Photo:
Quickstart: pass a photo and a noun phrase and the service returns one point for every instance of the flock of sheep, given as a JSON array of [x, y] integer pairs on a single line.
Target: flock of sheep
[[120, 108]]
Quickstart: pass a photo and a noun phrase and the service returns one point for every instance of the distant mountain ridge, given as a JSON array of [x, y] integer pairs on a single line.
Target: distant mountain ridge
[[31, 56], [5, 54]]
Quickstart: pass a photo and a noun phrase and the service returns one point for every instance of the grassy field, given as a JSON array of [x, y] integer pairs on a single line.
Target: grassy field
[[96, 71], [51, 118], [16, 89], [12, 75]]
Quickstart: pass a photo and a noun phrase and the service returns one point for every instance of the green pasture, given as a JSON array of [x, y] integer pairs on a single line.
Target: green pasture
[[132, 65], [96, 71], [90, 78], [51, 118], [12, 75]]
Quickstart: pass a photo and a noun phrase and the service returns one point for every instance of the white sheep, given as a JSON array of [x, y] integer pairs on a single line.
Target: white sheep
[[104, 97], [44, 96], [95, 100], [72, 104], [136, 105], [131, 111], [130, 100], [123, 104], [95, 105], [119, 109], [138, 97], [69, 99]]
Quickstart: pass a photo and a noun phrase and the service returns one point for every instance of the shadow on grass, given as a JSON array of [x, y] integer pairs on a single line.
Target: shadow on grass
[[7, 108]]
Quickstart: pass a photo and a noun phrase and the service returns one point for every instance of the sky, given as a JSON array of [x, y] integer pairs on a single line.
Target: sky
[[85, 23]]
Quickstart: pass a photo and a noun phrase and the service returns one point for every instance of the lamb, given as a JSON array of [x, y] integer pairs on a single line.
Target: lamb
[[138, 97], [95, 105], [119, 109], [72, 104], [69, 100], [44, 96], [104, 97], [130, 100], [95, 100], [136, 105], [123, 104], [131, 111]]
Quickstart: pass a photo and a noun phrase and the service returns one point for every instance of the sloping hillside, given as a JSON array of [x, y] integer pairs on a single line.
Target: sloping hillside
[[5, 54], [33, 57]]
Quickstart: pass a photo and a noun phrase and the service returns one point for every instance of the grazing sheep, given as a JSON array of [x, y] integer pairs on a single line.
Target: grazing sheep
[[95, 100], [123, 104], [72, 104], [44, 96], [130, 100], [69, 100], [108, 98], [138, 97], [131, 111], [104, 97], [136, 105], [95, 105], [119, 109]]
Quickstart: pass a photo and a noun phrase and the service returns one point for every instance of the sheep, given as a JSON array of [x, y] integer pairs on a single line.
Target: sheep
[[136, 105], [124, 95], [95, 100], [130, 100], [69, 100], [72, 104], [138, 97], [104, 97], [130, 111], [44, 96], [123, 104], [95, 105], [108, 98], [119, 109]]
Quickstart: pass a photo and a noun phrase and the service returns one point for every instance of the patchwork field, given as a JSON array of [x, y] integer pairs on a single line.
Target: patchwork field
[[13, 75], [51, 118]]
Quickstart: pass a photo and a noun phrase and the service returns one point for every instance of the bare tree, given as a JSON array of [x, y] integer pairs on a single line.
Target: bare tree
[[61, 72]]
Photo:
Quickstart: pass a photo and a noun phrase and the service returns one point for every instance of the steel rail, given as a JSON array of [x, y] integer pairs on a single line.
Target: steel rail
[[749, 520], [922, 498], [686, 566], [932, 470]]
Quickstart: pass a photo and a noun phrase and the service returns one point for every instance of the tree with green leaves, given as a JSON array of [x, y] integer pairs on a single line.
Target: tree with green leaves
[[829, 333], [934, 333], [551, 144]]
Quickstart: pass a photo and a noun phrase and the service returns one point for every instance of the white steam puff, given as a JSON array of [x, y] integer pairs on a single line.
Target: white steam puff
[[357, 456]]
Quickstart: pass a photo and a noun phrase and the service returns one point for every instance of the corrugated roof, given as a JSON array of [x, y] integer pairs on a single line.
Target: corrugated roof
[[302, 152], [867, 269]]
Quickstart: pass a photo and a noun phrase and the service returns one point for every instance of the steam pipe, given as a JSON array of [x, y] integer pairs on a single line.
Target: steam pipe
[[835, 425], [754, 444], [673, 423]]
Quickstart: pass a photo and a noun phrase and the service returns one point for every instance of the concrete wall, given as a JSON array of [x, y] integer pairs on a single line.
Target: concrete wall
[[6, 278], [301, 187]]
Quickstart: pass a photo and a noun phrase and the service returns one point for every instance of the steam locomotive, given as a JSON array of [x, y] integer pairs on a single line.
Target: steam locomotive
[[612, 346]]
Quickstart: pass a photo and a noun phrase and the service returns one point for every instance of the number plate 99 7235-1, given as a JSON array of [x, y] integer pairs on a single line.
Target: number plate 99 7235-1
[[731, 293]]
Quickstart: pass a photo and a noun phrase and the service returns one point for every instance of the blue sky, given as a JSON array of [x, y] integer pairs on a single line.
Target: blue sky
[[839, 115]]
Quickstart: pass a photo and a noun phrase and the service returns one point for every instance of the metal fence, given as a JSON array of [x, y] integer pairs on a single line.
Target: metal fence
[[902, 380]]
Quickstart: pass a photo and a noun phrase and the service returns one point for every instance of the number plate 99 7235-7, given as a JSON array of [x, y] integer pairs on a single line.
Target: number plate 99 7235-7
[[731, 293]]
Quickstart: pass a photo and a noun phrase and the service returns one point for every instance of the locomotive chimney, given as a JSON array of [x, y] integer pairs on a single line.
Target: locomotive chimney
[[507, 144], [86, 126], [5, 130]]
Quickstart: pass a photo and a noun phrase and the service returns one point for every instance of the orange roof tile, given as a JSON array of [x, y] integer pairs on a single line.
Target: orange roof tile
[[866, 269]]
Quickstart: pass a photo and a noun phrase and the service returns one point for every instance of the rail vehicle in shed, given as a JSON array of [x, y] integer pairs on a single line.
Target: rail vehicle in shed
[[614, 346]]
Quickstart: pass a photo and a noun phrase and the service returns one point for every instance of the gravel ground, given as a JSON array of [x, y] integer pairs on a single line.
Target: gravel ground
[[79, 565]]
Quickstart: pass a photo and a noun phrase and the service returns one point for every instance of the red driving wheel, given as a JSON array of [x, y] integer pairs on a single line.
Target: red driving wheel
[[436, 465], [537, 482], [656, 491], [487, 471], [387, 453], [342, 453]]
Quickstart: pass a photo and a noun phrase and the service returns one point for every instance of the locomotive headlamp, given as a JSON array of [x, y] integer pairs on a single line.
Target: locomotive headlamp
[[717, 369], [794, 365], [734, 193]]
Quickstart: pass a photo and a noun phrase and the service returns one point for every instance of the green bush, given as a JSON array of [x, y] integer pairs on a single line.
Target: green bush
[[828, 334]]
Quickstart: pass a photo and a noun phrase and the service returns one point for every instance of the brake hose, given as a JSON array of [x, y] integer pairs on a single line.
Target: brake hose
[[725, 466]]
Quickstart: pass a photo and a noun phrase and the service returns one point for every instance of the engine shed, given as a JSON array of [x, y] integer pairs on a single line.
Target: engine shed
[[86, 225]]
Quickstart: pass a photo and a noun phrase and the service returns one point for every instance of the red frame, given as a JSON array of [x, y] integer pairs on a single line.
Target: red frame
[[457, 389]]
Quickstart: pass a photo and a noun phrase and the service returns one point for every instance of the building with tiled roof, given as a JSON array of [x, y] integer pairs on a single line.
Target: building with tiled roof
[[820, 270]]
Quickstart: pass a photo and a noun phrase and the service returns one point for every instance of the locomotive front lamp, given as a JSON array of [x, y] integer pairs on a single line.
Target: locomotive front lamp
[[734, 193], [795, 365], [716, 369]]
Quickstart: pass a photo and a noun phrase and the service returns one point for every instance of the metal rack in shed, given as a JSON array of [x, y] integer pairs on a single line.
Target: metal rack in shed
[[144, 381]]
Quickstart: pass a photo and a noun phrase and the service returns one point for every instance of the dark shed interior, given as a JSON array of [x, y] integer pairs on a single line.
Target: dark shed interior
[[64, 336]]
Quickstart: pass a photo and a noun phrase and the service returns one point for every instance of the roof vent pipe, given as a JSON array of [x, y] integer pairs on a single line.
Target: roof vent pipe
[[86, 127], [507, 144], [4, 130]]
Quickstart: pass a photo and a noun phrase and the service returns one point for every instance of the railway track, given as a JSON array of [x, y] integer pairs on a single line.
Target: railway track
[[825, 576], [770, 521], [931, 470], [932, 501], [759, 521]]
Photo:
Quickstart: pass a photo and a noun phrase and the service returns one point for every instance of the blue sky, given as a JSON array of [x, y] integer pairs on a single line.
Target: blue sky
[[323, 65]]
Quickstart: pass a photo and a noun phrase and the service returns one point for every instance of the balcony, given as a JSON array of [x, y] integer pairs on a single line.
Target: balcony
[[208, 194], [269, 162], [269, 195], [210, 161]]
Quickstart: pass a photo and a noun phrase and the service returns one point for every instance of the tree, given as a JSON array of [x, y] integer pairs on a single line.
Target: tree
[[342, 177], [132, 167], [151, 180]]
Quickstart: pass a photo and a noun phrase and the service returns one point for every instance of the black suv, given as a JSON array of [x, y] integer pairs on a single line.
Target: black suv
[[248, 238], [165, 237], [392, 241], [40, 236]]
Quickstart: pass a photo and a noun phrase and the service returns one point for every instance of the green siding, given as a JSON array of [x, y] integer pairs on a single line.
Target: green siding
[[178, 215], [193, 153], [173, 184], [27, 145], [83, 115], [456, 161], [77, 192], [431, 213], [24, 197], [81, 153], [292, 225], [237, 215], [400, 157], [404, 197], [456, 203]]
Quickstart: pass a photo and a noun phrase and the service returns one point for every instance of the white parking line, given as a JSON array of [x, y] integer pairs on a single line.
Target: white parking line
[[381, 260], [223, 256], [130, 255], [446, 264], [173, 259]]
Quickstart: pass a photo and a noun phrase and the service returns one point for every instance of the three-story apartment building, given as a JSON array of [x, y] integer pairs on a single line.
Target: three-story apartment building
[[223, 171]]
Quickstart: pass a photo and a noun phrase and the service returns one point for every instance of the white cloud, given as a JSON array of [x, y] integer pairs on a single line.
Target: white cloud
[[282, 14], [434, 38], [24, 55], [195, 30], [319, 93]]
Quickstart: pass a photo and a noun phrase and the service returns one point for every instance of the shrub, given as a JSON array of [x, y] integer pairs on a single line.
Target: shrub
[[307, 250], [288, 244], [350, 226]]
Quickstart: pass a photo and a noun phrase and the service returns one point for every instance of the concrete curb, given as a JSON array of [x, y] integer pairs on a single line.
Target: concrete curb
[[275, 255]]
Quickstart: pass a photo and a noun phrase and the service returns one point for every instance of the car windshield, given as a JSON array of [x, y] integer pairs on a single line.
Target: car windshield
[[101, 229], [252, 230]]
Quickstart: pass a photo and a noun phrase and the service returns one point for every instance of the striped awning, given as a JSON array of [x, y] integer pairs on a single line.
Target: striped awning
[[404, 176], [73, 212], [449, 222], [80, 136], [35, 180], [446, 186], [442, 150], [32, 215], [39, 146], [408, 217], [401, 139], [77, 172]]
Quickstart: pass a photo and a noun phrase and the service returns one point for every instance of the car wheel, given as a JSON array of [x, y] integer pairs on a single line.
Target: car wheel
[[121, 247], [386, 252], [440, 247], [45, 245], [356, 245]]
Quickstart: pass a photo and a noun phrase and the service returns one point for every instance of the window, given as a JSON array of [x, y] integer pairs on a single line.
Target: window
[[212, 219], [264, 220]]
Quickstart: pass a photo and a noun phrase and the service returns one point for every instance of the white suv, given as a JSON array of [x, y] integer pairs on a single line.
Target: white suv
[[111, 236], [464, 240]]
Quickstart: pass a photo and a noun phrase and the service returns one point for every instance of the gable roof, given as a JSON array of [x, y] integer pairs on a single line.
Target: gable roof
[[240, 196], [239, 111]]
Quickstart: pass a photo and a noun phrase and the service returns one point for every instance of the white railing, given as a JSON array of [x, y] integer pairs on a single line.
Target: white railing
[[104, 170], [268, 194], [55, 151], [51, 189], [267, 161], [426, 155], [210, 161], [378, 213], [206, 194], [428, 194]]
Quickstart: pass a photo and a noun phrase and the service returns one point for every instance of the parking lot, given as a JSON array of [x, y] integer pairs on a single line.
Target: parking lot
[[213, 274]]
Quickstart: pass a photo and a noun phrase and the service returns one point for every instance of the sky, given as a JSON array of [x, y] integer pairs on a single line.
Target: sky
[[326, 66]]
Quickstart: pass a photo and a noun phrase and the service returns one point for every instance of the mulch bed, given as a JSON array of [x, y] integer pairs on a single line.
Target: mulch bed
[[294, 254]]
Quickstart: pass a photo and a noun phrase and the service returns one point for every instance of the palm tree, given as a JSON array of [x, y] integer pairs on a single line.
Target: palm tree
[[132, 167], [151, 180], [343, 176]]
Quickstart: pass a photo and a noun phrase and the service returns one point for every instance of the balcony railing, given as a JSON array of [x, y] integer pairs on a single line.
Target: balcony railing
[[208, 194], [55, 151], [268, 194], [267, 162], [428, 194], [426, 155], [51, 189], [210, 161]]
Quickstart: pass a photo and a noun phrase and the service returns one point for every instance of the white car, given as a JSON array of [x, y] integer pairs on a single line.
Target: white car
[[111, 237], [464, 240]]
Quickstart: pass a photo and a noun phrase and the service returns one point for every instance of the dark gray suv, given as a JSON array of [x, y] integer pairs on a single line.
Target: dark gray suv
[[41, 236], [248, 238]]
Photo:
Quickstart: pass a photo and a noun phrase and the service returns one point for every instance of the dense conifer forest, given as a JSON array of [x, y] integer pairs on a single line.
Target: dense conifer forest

* _Work to do_: Please write out the rows from the line with "of the grazing" to the line with "[[13, 75], [51, 118]]", both included, as a numbered list with blank lines omitted.

* _Expected output_:
1. Quickstart: pass a photo and a noun phrase and the service returns one point for every instance of the grazing sheep, given as a JSON array of [x, y] integer pairs on a single line.
2. Target: grazing sheep
3. [[95, 100], [123, 104], [72, 104], [44, 96], [130, 100], [69, 100], [108, 98], [138, 97], [131, 111], [104, 97], [136, 105], [95, 105], [119, 109]]
4. Quickstart: pass a photo and a noun phrase and the service returns one point for every instance of the sheep, given as a JSON array of [x, y] integer pairs on a single line.
5. Target: sheep
6. [[136, 105], [124, 95], [95, 100], [130, 100], [69, 100], [72, 104], [138, 97], [104, 97], [130, 111], [44, 96], [123, 104], [95, 105], [108, 98], [119, 109]]
7. Quickstart: pass a photo and a noun phrase and the service returns one point for every instance of the patchwork field, given as a JSON array of [x, y] integer pairs on a single line.
8. Target: patchwork field
9. [[13, 75], [51, 118]]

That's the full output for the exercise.